=== TASK INSTRUCTIONS ===
(A) In the passage on the other-race effect, what did Phillips et al. compare?
(B) Decide whether each statement agrees with the passage on the other-race effect. Answer yes or no for each, and quote the words of the passage that settle it.
(i) In Tüttenberg and Wiese's experiments, East Asian participants made fewer sorting errors for own-race identities.
(ii) The 50/50 morphs used by Mallick et al. were computer-generated averages of two images of different people.
(iii) Cavazos et al. found that more difficult items reduced the other-race effect.
(C) Continue the passage on the other-race effect from the point where it stops.

>> begin TEXT EXCERPT

Similarly, Tüttenberg and Wiese (Citation2019) carried out a sorting task with both White and East Asian participants and images of White and East Asian individuals. However, in both experiments, only White participants showed fewer sorting errors for own- relative to other-race identities. The authors argued that the most likely explanation for this lack of an ORE in East Asian participants was their extensive experience with White individuals (since they had been living in the UK at the time). Previous research has also identified a reduced or absent ORE for face recognition in those with enhanced expertize for other-race faces (e.g., Hancock & Rhodes, Citation2008).

More recently, Mallick et al. (Citation2022) reported the ORE when investigating pairs of unaltered images, as well as images paired with 50/50 morphs (computer-generated averages created using two images of different people). Their one-to-one matching task incorporated both White and East Asian participants and images of White and East Asian individuals. Although the results were couched in terms of a partial ORE, their analyses actually showed that no ORE was present when considering only the unaltered image pairs. Again, all of their participants were based at a university in the US, and so experience with other-race faces might explain the absence of an ORE.

Other-race effect in computer algorithms

Since the introduction of automated border control e-gates and other computer systems in identity verification, researchers have been investigating whether algorithms might also demonstrate an ORE. To this end, Phillips et al. (Citation2011) compared algorithms originating from Western countries with those from East Asian countries. Their results confirmed that these computer systems did indeed demonstrate an ORE, better recognizing faces from where they were developed. Although these were “black-box” algorithms (i.e., their implementations were unknown to the researchers who tested them), it is possible that differences in the racial composition of the training datasets may provide the underlying explanation.

Since 2014, state-of-the-art algorithms have incorporated deep convolutional neural networks (DCNNs), resulting in a marked increase in accuracy and generalizability with face matching (Krizhevsky et al., Citation2012). These employ a series of pooling and convolution operations across multiple layers of simulated neurons, resulting in a compressed representation of a face that can be directly examined. Several studies have considered whether these types of systems also demonstrate an ORE. To date, the results appear to confirm that the ORE is indeed often present in DCNNs (e.g., El Khiyari & Wechsler, Citation2016; Krishnapriya et al., Citation2019; for a review, see Cavazos et al., Citation2021). However, the size of this bias, or demographic effect, varies substantially across algorithms (Grother et al., Citation2019) and appears to be the result of several potential factors. These include the racial composition of the training and/or test sets (e.g., if demographic subgroups are disproportionately represented), their quality (e.g., photographic quality may differ across subgroups), the nesting of subgroups (e.g., race biases may differ for female versus male faces, or challenging versus easier stimuli), and how the user chooses to construct mismatch image pairs and select the threshold for determining algorithm performance. Considering the most recent algorithms, Cavazos et al. (Citation2021) found impressive performance for both race groups tested, but that more difficult items resulted in an increased ORE.

>> end TEXT EXCERPT
>> begin RECORDS SUPPLIED

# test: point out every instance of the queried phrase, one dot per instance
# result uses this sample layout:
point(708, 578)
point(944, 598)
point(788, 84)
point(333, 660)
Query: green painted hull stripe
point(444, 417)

>> end RECORDS SUPPLIED

=== ANSWERS IN ORDER ===
(A) Algorithms from Western countries with algorithms from East Asian countries.

(B)
(i) No: "only White participants showed fewer sorting errors for own- relative to other-race identities."
(ii) Yes: "computer-generated averages created using two images of different people"
(iii) No: "more difficult items resulted in an increased ORE."

(C)
The current study

Given some of the limitations and omissions we have identified above, the current study sought to investigate the ORE in face matching by incorporating several novel approaches. First, we utilized both images of White and Black individuals and White and Black participants, something that has so far remained untested. The complete design (both races of stimuli and participants) was important for the reasons outlined above, and also illustrates how very few studies have investigated the ORE with Black participants. Second, we had participants judge similarity as well as matching, allowing us to compare human similarity ratings with algorithm representations. Finally, we investigated a potential ORE in computer algorithms using the same face matching task and stimuli. We considered both a state-of-the-art DCNN and a simple, baseline algorithm (utilizing principal components analysis; PCA, see Supplementary Materials, Section 2). Human similarity ratings could therefore be compared to algorithm representation of images, and algorithm accuracy could also be assessed.

Methods

Participants

One hundred and ninety-five participants took part in the matching task (100 self-reported White, 95 self-reported Black; age M = 34 years, SD = 11 years; 62 men, 130 women, 3 other).

One hundred and ninety-six different participants took part in the similarity rating task (97 self-reported White, 99 self-reported Black; age M = 34 years, SD = 12 years; 57 men, 135 women, 4 other).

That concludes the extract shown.